* **Consegne**:
a – Traduci in inglese questa frase del testo sulle isole Solovki: "La chiesa, anch’essa sconsacrata nel periodo sovietico, venne adibita a luogo di punizione per gli “indisciplinati” del campo."
b – Restituisci, dal testo sulle isole Solovki, il tratto che inizia con le parole contenenti "Verso il Mar" e termina con "Slon significa elefante).".

Appunti di viaggio in Russia (undicesima puntata)
L'isba abitata dall'archimandrita del monastero quando si recava in visita al Giardino Botanico

Verso il Mar Bianco, la Carelia e l’arcipelago delle isole Solovki, di Paolo Barosso

Dopo l’incendio del 1923, appiccato dal direttore del sovchoz Solovki per nascondere illeciti finanziari, si decise la creazione del “campo (lager) di destinazione speciale delle Solovki”, con due posti di transito sul continente e smistamento a Chem (Carelia) e Archangel’sk, noto con l’acronimo SLON e contrassegnato nei documenti dal logo dell’elefante (in russo Slon significa elefante).

Nel campo transitarono, sino alla chiusura, avvenuta nel 1939, oltre 800.000 prigionieri, di cui molti morirono in seguito a esecuzioni sommarie, epidemie (tifo), privazioni, torture psicologiche e fisiche. Il campo di prigionia delle Solovki fu il primo ad essere collegato alla direzione politica dello Stato unificato dell’Urss che, dirigendo l’espansione del sistema concentrazionario sovietico, portò nel 1930 alla creazione della Direzione Generale dei Campi, Glavnoe upravlenie lagerej, da cui l’acronimo Gulag, divenuto d’uso comune dopo la pubblicazione del saggio d’inchiesta narrativa Arcipelago Gulag 1918-1956 di Aleksandr Solzenicyn.  

Nel 1929 lo scrittore Maksim Gor’kij, incaricato dal governo per smentire voci trapelate all’estero, visitò il campo di prigionia, riportando la propria testimonianza nell’articolo intitolato “Le Solovki”, in cui parlava con accenti positivi dei programmi di “rieducazione attraverso il lavoro” pensati per i prigionieri.

Gor’kij, che, pur avendo aderito alla Rivoluzione, già nel giugno 1917 esprimeva critiche ai metodi del bolscevismo (“li disprezzo e li odio sempre di più”), si attirò per questi scritti propagandistici le aspre critiche di Solzenycin, che lo accusava di aver taciuto per convenienza sulle prove dei crimini di cui era stato testimone.

La commissione d’inchiesta inviata nel 1930 alle Solovki per indagare sugli “eccessi” nella gestione del campo comminò una sessantina di condanne a morte, soprattutto di guardie e componenti dell’amministrazione, accusati di torture, stupri e uccisioni, dopodiché il campo proseguì la “normale” attività ancora per nove anni.  

L’itinerario di visita ai luoghi della memoria comprende, oltre al Museo, che raccoglie documenti, cimeli e filmati, la Gora Sekirnaja, un’altura immersa nei boschi su cui sorge il monastero minore dell’Ascensione, dipendenza del monastero principale.

La chiesa, anch’essa sconsacrata nel periodo sovietico, venne adibita a luogo di punizione per gli “indisciplinati” del campo.

* **Dati estratti**:
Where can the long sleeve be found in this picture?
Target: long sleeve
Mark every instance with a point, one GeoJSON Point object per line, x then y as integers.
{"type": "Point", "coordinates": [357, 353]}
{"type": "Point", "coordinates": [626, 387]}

* **Risultati in sequenza**:
a – The church, which was also deconsecrated during the Soviet period, was turned into a place of punishment for the camp's “undisciplined.”

b –
Verso il Mar Bianco, la Carelia e l’arcipelago delle isole Solovki, di Paolo Barosso

Dopo l’incendio del 1923, appiccato dal direttore del sovchoz Solovki per nascondere illeciti finanziari, si decise la creazione del “campo (lager) di destinazione speciale delle Solovki”, con due posti di transito sul continente e smistamento a Chem (Carelia) e Archangel’sk, noto con l’acronimo SLON e contrassegnato nei documenti dal logo dell’elefante (in russo Slon significa elefante).